-- TASK PROMPT --
Print the material below word for word, omitting the pictures.

-- PROVIDED MATERIAL --
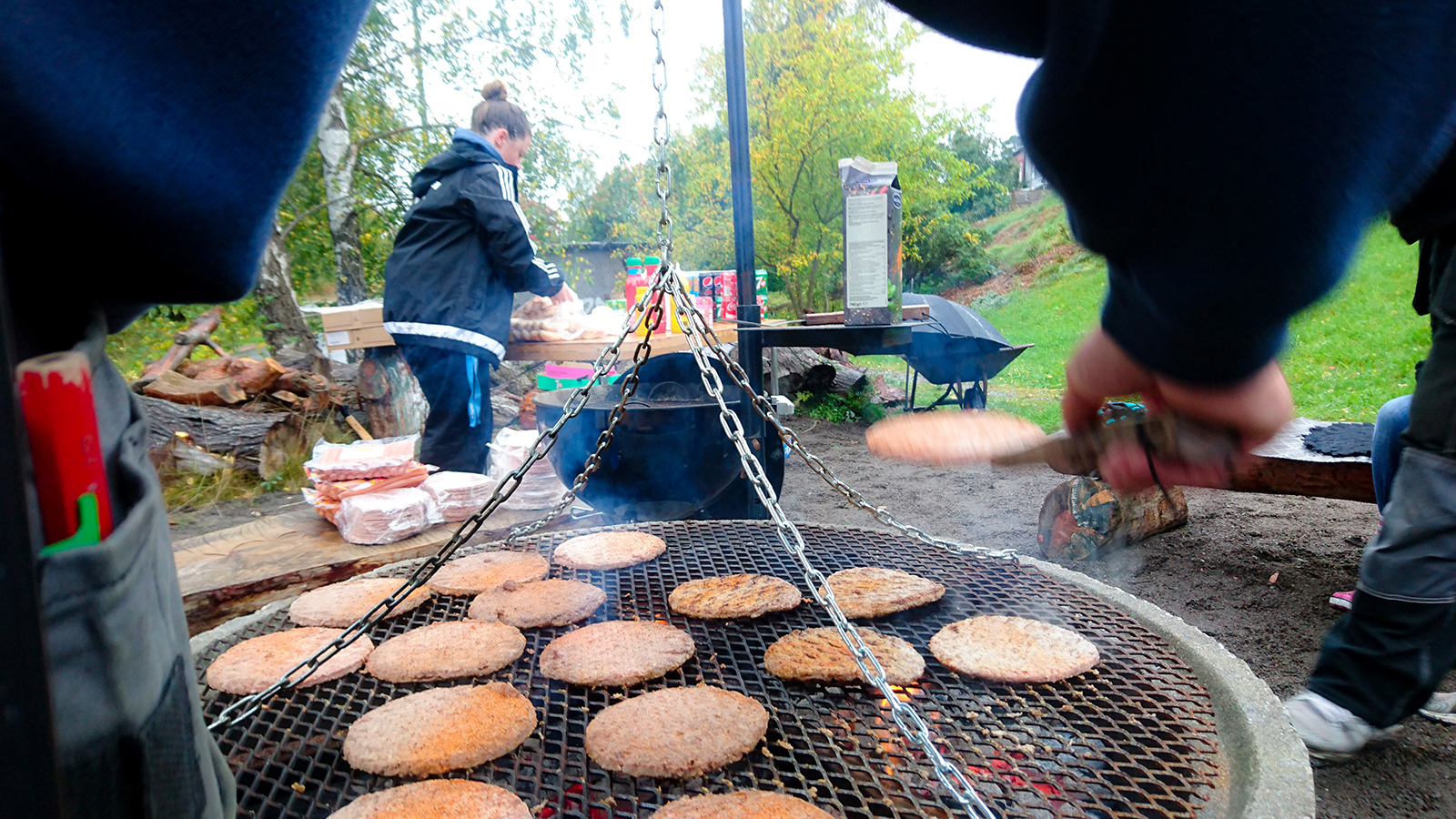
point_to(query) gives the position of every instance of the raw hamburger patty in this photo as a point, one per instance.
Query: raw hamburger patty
(951, 439)
(488, 571)
(619, 652)
(609, 550)
(676, 732)
(742, 804)
(341, 603)
(877, 592)
(441, 729)
(819, 654)
(254, 665)
(533, 605)
(436, 799)
(446, 651)
(733, 596)
(1012, 649)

-- REPLY --
point_to(query) gives the position of every instance of the raw hamburger patty in this photo as a point, one per instance.
Query: raw hamburger patty
(951, 439)
(488, 571)
(619, 652)
(609, 550)
(676, 732)
(742, 804)
(341, 603)
(877, 592)
(441, 729)
(819, 654)
(254, 665)
(533, 605)
(436, 799)
(446, 651)
(733, 596)
(1012, 649)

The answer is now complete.